> Information
[Start of Attachment]

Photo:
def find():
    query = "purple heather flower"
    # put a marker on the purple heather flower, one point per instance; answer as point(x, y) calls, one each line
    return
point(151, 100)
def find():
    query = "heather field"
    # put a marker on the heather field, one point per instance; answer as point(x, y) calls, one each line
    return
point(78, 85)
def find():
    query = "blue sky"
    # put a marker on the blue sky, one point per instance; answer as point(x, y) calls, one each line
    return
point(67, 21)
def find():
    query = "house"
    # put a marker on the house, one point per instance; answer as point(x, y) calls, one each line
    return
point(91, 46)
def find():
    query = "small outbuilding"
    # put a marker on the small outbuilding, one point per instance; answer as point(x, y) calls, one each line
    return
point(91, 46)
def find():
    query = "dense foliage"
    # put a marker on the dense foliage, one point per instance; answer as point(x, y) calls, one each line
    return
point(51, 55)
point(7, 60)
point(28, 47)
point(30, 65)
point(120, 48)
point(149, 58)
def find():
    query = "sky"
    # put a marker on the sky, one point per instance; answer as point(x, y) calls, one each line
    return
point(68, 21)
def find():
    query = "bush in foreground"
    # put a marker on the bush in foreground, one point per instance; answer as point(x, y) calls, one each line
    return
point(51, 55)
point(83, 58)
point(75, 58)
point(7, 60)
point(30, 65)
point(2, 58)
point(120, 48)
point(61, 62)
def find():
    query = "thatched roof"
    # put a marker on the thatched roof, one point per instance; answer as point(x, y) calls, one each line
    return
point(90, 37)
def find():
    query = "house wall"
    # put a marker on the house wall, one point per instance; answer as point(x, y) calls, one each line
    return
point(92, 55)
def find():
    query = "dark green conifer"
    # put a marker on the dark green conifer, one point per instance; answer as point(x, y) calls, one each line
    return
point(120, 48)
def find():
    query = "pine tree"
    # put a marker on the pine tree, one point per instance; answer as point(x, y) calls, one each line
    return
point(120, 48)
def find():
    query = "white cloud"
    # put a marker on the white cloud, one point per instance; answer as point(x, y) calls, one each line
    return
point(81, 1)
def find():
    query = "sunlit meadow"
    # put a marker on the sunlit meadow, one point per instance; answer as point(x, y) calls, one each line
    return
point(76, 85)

[End of Attachment]

Copy each line from the data that features the string "heather".

    query = "purple heather flower"
    # put a marker on the purple heather flower, one point per instance; answer as point(x, y) calls, one each line
    query = "heather field"
    # put a marker on the heather field, one point per instance; answer as point(x, y) calls, one each line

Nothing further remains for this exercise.